**EXERCISE DESCRIPTION**. Quote every line as written. Omit pictures.

-- begin DATA ENTRIES --

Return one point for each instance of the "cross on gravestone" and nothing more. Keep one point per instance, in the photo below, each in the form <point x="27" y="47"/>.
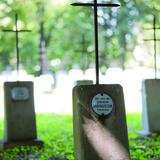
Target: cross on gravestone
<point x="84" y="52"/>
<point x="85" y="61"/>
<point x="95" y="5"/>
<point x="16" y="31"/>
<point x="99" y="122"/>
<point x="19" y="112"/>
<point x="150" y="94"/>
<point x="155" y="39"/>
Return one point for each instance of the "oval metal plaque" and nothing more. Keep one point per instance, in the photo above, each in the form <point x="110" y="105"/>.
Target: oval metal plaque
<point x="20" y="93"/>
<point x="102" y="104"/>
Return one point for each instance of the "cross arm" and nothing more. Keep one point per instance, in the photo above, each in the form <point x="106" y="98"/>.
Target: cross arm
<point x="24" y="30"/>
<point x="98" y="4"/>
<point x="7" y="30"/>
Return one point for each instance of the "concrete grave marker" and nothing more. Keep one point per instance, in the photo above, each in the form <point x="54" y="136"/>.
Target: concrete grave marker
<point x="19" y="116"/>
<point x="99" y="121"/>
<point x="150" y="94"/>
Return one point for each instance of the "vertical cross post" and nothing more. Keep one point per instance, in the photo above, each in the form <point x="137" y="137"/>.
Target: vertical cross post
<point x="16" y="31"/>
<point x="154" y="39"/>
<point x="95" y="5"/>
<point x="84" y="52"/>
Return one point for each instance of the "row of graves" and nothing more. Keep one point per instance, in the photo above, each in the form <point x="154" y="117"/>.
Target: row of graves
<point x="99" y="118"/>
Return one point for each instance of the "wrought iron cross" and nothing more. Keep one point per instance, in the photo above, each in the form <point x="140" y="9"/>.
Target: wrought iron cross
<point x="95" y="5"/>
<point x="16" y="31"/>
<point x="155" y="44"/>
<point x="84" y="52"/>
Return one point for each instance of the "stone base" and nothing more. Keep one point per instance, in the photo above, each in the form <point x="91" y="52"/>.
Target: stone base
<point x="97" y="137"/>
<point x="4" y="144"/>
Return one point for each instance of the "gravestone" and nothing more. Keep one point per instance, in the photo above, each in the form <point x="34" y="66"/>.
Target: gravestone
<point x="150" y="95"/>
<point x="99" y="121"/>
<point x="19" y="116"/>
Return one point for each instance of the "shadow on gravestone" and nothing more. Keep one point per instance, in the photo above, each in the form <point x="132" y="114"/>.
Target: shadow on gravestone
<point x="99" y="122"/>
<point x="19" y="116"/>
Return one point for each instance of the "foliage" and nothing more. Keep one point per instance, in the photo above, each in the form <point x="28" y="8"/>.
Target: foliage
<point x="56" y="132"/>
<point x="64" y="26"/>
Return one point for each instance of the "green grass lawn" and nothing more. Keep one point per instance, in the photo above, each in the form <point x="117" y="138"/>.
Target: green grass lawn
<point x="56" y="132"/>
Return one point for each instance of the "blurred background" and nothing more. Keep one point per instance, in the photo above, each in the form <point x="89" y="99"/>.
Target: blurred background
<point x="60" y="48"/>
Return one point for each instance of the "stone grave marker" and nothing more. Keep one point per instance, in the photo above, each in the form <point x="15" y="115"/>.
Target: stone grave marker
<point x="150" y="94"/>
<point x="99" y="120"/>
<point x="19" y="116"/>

-- end DATA ENTRIES --

**TASK RESPONSE**.
Return one point for each instance of the "cross on gravestone" and nothing more. Keep one point per instance, in the photo below, each in the form <point x="27" y="47"/>.
Target: cross on gravestone
<point x="84" y="52"/>
<point x="85" y="61"/>
<point x="95" y="5"/>
<point x="16" y="31"/>
<point x="99" y="122"/>
<point x="19" y="112"/>
<point x="150" y="94"/>
<point x="155" y="39"/>
Return one point for each instance of the "oval metal plaque" and nothing more. Keep one point per instance, in the photo above, each in the form <point x="110" y="105"/>.
Target: oval metal plaque
<point x="20" y="93"/>
<point x="102" y="104"/>
Return one point for each instance of the "cross arm" and nothing more. Keep one point per instance, in the photo above, each in the form <point x="106" y="98"/>.
Target: cross arm
<point x="24" y="30"/>
<point x="98" y="4"/>
<point x="7" y="30"/>
Return one point for each instance of the "concrete grave marker" and nothing more. Keep one point per instance, in the photo above, each in the form <point x="54" y="136"/>.
Target: concrete grave marker
<point x="19" y="116"/>
<point x="99" y="121"/>
<point x="150" y="94"/>
Return one point for each instance of the "vertical cross post" and nothing more. Keep one point per instance, in the photo above, each in the form <point x="137" y="137"/>.
Target: vertical cross post
<point x="16" y="31"/>
<point x="154" y="39"/>
<point x="95" y="5"/>
<point x="84" y="52"/>
Return one point for each instance of the "row of graves" and nothing more. Keep one point per instance, in the photo above, each in the form <point x="154" y="117"/>.
Target: row of graves
<point x="99" y="118"/>
Return one point for each instance of the "wrought iron cross" and nothing more. Keep one point per instance, in the photo above, each in the form <point x="140" y="9"/>.
Target: wrought iron cross
<point x="95" y="5"/>
<point x="16" y="31"/>
<point x="155" y="44"/>
<point x="84" y="52"/>
Return one point for each instance of the "stone base" and nothing more. Keep one point per instance, in the photo above, each in the form <point x="91" y="52"/>.
Target: stone base
<point x="97" y="137"/>
<point x="4" y="144"/>
Return one point for each instance of the "gravestone" and nothing more. Keep one point per instance, in the photo above, each in the form <point x="34" y="66"/>.
Target: gravestone
<point x="150" y="95"/>
<point x="99" y="121"/>
<point x="19" y="116"/>
Return one point for each instance of the "shadow on gravestone" and nothing more. Keep one point per instance, in the photo above, each in the form <point x="132" y="114"/>.
Target: shadow on gravestone
<point x="99" y="122"/>
<point x="19" y="116"/>
Return one point for each instance of the "foliage" and nothing more. Keep one point per instance, in the photo above, each in the form <point x="28" y="8"/>.
Target: foliage
<point x="56" y="132"/>
<point x="64" y="26"/>
Return one point for each instance of the "green grass lawn" and nothing more. Keep one point per instance, in the photo above, each in the form <point x="117" y="138"/>.
Target: green grass lawn
<point x="56" y="132"/>
Return one point for each instance of the "blurred background" and nothing more. Keep one point per instance, in the photo above, each in the form <point x="89" y="99"/>.
Target: blurred background
<point x="60" y="48"/>
Return one point for each instance of the "stone grave marker" and nothing more. Keep one point per instance, in the photo above, each in the form <point x="15" y="115"/>.
Target: stone grave marker
<point x="150" y="94"/>
<point x="99" y="120"/>
<point x="19" y="116"/>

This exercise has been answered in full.